◆ **Task description**: Format the lines of the items below as a numbered list, from the line with "Pick out the armor" up to and including the line with "x=245, y=100". Skip any blank lines and leave the pictures out.
## START
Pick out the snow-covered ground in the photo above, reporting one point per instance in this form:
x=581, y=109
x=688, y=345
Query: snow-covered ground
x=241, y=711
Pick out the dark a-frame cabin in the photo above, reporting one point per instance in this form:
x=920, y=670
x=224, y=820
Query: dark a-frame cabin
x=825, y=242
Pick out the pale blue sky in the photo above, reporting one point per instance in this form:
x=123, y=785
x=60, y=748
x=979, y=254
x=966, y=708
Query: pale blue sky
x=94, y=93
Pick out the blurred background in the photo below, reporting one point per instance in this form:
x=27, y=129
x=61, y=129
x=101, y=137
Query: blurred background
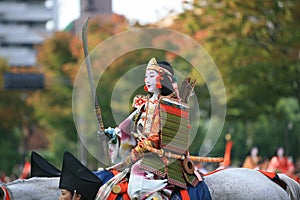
x=256, y=46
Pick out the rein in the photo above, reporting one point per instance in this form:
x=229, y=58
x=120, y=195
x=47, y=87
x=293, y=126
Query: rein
x=6, y=193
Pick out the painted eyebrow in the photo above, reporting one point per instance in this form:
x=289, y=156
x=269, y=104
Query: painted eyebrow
x=151, y=73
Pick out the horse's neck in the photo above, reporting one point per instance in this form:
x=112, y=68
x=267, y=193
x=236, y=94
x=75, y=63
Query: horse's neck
x=34, y=188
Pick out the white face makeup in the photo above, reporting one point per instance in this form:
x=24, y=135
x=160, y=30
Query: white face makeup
x=150, y=81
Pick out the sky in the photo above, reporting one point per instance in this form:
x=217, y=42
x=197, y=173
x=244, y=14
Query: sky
x=144, y=11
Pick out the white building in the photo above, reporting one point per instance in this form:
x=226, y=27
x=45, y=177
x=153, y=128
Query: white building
x=24, y=24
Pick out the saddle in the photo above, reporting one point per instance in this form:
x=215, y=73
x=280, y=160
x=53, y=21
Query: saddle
x=275, y=178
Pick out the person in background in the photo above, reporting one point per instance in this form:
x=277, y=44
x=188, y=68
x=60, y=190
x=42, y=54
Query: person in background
x=252, y=160
x=77, y=182
x=281, y=163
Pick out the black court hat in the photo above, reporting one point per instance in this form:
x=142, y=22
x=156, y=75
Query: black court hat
x=40, y=167
x=76, y=177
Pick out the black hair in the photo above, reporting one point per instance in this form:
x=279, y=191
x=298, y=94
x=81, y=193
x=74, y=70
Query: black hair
x=167, y=87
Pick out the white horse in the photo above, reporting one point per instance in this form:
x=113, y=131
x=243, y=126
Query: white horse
x=234, y=183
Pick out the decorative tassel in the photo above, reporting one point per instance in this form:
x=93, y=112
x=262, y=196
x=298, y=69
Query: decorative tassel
x=145, y=88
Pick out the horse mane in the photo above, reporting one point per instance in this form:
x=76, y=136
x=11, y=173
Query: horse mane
x=293, y=188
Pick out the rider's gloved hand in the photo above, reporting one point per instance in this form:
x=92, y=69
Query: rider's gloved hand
x=110, y=133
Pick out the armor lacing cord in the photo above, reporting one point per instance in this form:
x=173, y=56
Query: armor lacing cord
x=161, y=153
x=6, y=193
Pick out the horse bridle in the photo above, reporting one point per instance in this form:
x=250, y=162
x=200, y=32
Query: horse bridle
x=6, y=192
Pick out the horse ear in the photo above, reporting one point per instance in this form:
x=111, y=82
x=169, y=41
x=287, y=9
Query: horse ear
x=40, y=167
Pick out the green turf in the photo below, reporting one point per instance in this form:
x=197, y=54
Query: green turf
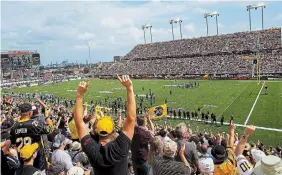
x=221, y=97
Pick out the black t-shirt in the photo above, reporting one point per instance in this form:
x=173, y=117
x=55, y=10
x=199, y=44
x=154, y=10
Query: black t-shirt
x=29, y=132
x=109, y=159
x=27, y=170
x=140, y=145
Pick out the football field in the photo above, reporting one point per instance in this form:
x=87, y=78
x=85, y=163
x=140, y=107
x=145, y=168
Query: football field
x=245, y=100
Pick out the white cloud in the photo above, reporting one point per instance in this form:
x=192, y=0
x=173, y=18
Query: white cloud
x=220, y=25
x=278, y=16
x=114, y=27
x=200, y=10
x=85, y=36
x=110, y=22
x=190, y=27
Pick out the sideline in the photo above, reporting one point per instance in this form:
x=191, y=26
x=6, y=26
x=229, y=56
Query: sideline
x=251, y=111
x=233, y=100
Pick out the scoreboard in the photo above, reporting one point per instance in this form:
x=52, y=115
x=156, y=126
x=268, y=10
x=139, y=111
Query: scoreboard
x=19, y=59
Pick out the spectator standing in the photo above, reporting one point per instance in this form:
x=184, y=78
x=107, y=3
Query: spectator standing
x=140, y=145
x=224, y=158
x=60, y=155
x=190, y=152
x=166, y=165
x=30, y=131
x=28, y=154
x=108, y=156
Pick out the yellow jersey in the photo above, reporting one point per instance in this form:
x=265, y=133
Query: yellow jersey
x=228, y=167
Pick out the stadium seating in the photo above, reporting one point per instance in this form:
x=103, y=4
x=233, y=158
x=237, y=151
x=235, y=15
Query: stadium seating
x=224, y=54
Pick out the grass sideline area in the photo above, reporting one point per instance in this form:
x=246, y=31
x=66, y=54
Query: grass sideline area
x=220, y=97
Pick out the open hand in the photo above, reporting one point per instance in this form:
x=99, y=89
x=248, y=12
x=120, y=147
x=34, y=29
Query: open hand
x=125, y=81
x=249, y=130
x=82, y=87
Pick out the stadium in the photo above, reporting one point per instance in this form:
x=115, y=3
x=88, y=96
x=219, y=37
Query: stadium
x=208, y=83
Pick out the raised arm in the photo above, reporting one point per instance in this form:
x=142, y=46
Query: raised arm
x=231, y=139
x=47, y=111
x=129, y=123
x=78, y=110
x=150, y=124
x=243, y=140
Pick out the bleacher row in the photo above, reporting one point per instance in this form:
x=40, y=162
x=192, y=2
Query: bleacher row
x=224, y=54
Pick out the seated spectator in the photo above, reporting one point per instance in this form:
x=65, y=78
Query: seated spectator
x=166, y=165
x=76, y=171
x=56, y=168
x=28, y=154
x=224, y=158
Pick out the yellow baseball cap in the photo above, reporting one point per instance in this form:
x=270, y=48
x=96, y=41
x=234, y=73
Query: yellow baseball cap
x=27, y=151
x=105, y=126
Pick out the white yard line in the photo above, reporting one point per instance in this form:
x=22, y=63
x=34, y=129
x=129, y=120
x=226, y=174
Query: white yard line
x=234, y=100
x=244, y=126
x=251, y=111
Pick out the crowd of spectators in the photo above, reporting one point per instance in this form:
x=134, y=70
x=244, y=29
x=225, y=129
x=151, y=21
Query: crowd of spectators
x=230, y=43
x=56, y=140
x=217, y=64
x=224, y=54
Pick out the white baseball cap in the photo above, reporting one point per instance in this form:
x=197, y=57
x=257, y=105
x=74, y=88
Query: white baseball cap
x=206, y=165
x=243, y=165
x=257, y=154
x=269, y=165
x=75, y=171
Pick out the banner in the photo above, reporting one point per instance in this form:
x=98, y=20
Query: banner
x=158, y=112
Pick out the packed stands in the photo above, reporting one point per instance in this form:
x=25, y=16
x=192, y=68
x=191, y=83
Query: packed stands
x=224, y=54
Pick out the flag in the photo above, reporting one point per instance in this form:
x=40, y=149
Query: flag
x=158, y=112
x=85, y=104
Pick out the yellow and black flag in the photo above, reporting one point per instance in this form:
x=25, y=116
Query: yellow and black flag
x=158, y=112
x=97, y=111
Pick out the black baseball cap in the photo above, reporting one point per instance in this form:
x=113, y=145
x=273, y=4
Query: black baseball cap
x=26, y=107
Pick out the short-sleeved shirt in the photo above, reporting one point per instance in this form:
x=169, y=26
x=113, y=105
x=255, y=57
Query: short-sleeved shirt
x=74, y=134
x=190, y=152
x=244, y=166
x=168, y=166
x=29, y=132
x=228, y=167
x=109, y=159
x=140, y=145
x=62, y=156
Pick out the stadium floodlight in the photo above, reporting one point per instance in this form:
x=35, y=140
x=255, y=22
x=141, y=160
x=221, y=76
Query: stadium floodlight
x=88, y=44
x=250, y=7
x=211, y=14
x=171, y=21
x=178, y=20
x=148, y=26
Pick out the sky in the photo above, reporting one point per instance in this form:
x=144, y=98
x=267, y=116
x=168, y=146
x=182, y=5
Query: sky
x=59, y=30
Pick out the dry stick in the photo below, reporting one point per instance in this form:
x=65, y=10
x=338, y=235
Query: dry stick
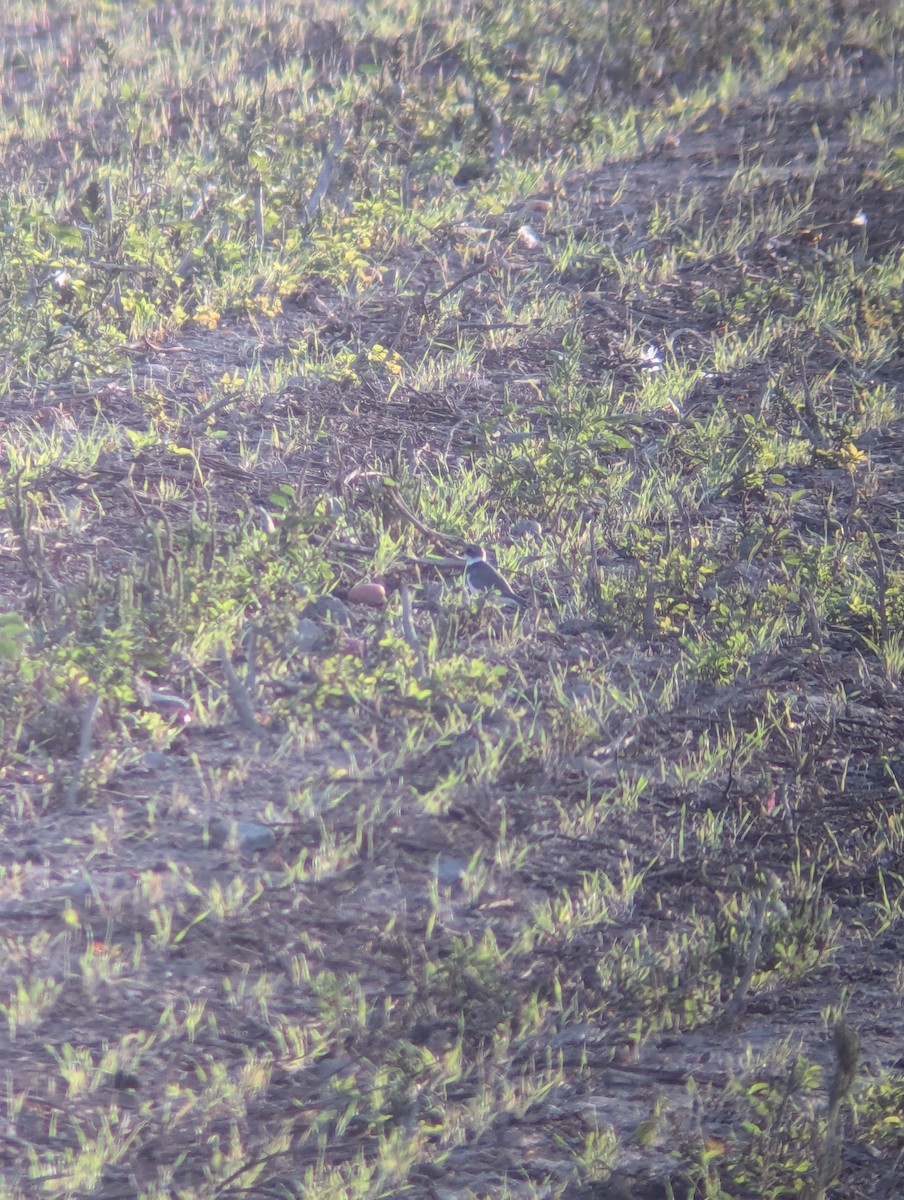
x=258, y=195
x=639, y=135
x=828, y=1151
x=409, y=634
x=238, y=694
x=759, y=922
x=409, y=516
x=462, y=279
x=84, y=753
x=650, y=607
x=881, y=585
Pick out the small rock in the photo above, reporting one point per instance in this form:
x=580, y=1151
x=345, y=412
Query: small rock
x=246, y=837
x=450, y=870
x=372, y=594
x=309, y=635
x=527, y=528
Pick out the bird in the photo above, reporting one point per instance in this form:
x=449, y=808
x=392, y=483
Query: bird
x=484, y=580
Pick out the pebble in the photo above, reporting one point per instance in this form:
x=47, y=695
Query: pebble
x=372, y=594
x=246, y=837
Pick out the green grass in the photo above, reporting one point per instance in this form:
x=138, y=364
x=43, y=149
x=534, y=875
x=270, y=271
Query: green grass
x=604, y=897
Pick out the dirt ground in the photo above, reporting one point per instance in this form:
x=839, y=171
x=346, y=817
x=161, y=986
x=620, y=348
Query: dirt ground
x=103, y=863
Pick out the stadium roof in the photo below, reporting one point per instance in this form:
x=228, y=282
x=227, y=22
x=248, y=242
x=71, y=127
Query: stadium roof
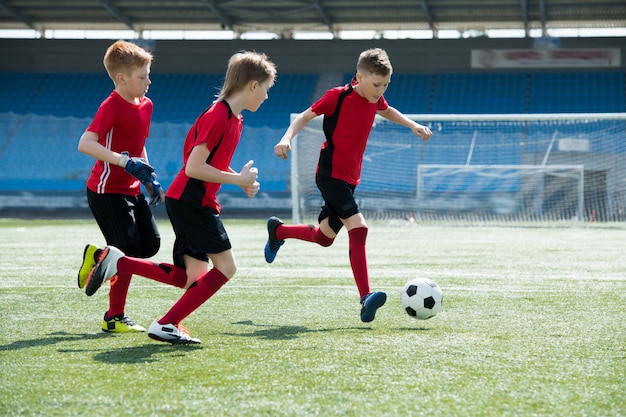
x=286, y=16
## END
◆ **The reply**:
1. Pick out the armor lacing cord in the photo above, reporting one point per instance in this form:
2. x=173, y=56
3. Query: armor lacing cord
4. x=161, y=153
5. x=6, y=193
6. Pick out the horse bridle in the photo above, reporting one point per instance in this form:
7. x=250, y=162
8. x=200, y=32
9. Query: horse bridle
10. x=6, y=192
11. Pick out the horse ear in the photo above, reporting one point per instance in this form:
12. x=111, y=82
13. x=169, y=41
14. x=287, y=9
15. Query: horse ear
16. x=40, y=167
17. Pick out the green turf in the photo below, reporting one point per instance in this form:
18. x=197, y=54
19. Query: green turf
20. x=221, y=97
21. Pick out the black t-shirt in the photo above, reporting one point per instance in this form:
22. x=173, y=117
23. x=55, y=10
24. x=199, y=44
25. x=154, y=10
26. Query: black t-shirt
27. x=29, y=132
28. x=109, y=159
29. x=27, y=170
30. x=140, y=145
31. Pick out the football field in the photo above, reporting one point per instance in this form:
32. x=87, y=78
33. x=85, y=163
34. x=140, y=107
35. x=145, y=168
36. Query: football field
37. x=245, y=100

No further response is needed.